**EXERCISE BRIEF:** The answer should consist of all the entries, repeated word for word.

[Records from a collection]
BEGIN

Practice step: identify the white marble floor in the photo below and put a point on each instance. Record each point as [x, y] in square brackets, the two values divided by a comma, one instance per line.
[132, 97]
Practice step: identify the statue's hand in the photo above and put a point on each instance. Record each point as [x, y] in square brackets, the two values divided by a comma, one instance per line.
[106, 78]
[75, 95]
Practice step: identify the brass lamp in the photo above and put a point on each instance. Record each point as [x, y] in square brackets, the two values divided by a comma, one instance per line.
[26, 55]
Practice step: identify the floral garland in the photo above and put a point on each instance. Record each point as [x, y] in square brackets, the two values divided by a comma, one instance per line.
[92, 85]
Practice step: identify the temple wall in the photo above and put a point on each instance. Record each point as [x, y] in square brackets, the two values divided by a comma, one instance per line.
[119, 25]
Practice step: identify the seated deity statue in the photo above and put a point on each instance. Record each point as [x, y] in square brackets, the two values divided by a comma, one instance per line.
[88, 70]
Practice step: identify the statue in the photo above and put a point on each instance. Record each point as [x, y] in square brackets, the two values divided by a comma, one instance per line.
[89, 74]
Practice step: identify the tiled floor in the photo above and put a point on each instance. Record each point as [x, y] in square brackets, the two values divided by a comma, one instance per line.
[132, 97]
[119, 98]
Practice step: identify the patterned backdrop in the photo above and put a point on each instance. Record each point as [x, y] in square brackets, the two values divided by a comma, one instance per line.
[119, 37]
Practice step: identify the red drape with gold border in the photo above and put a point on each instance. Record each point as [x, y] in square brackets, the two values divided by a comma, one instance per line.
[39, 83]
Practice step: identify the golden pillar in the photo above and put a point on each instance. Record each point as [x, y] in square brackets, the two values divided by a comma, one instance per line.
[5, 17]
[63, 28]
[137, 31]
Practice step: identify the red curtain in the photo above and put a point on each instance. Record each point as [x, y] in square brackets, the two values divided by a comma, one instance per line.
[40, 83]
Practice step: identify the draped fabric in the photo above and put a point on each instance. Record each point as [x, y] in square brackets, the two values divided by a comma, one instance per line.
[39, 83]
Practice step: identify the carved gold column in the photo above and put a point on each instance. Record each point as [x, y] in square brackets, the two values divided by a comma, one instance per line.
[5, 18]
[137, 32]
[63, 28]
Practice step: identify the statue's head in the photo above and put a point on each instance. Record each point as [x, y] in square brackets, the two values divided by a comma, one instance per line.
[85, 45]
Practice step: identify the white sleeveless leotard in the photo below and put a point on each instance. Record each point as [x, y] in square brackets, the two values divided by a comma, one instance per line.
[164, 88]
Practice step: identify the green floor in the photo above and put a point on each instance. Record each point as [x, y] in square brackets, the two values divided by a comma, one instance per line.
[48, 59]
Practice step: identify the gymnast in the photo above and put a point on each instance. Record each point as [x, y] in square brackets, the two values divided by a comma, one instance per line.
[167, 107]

END

**EXERCISE OUTPUT:**
Practice step: identify the white marble floor in the photo below and put a point on each instance. Record each point as [x, y] in square brackets, the two values divided by a comma, one instance per line.
[132, 97]
Practice step: identify the statue's hand in the photo above and put a point on each instance. Record each point as [x, y] in square brackets, the two values divided by a comma, one instance per line.
[106, 78]
[75, 95]
Practice step: identify the brass lamp in the photo above and put a point on each instance. Record each point as [x, y] in square brackets, the two values divided by a comma, one instance per line.
[26, 55]
Practice step: identify the floral garland in the photo above and put a point on each instance. Record each point as [x, y] in square brackets, the two values divided by a comma, one instance per line.
[92, 85]
Practice step: identify the temple wall in the photo above and put a point on each instance. Record each point as [x, y] in square brackets, the two values divided by a comma, one instance per line.
[119, 25]
Practice step: identify the seated deity statue in the photo above and put a point on each instance. Record each point as [x, y] in square brackets, the two values divided by a comma, one instance per line.
[88, 70]
Practice step: identify the statue in the photo above and put a point on each instance. Record each point as [x, y] in square brackets, the two values divided by a comma, one instance per line.
[89, 74]
Practice step: identify the tiled floor in the photo above and put a point on each instance. Record each point as [x, y] in square brackets, the two values divided by a comma, one instance per line.
[132, 97]
[119, 98]
Practice step: identify the patterned backdrop in the photo above and put a point on each instance. Record each point as [x, y] in square brackets, the two values divided by a comma, one instance per line.
[119, 37]
Practice step: identify the red drape with gold border in the photo above and put a point on each instance. Record each point as [x, y] in square brackets, the two values divided by a comma, one instance per line.
[39, 83]
Practice step: identify the golden pillar in the photo above and put a point on each instance. Record each point as [x, y] in square brackets, the two values divided by a comma, one instance per line.
[5, 17]
[63, 28]
[137, 31]
Practice step: identify the red curtain in the photo above and put a point on each instance. Record each point as [x, y] in square brackets, the two values divided by a comma, one instance per line.
[40, 83]
Practice step: identify the draped fabric in the photo above and put a point on each instance. Record each point as [x, y] in square brackets, the two values divided by a comma, one instance per line.
[39, 83]
Practice step: identify the carved gold column in the photo above and put a point on each instance. Record each point as [x, y] in square brackets, the two values divided by a comma, one instance per line.
[5, 18]
[137, 32]
[63, 28]
Practice step: identify the statue's head in the photo above and put a point on each instance. Record each point as [x, y] in square brackets, the two values divided by a comma, one instance per line.
[85, 45]
Practice step: identify the white sleeveless leotard in the photo below and put a point on each instance. Record each point as [x, y] in square brackets, the two values divided by a comma, one instance per line.
[164, 88]
Practice step: identify the green floor in the photo above and put a point on each instance. Record each point as [x, y] in square brackets, the two values divided by a comma, one instance per line.
[48, 59]
Practice step: identify the gymnast in the photo above and put a point on each instance. Record each point as [x, y] in square brackets, the two values divided by a comma, one instance per line.
[167, 107]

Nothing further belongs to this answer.